Written task: Update the records below by replacing each occurrence of "the man" with "the person" and leaving all other wording unchanged. Leave the pictures out of your answer.

Entries:
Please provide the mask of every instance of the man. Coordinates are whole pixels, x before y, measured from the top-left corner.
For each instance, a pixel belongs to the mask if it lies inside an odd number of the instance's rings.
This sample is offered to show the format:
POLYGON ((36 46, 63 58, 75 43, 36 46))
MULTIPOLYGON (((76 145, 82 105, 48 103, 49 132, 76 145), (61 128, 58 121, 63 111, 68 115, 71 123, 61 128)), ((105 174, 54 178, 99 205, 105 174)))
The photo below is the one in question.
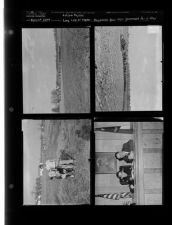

Exercise solution:
Please provide the mask of every instance of the person. Coordinates are whole pixels, x before y, measured from the top-left corner.
For each instance, a pixel belongs to the mask if it lies inside an odd number of the instance's rings.
This sample is offered to show the format:
POLYGON ((36 46, 63 58, 75 43, 36 46))
MULTIPOLYGON (((76 145, 82 105, 48 103, 49 132, 76 145), (61 128, 58 121, 63 111, 68 115, 71 123, 61 128)), ((105 174, 54 178, 99 205, 105 174)))
The photo below is the one in question.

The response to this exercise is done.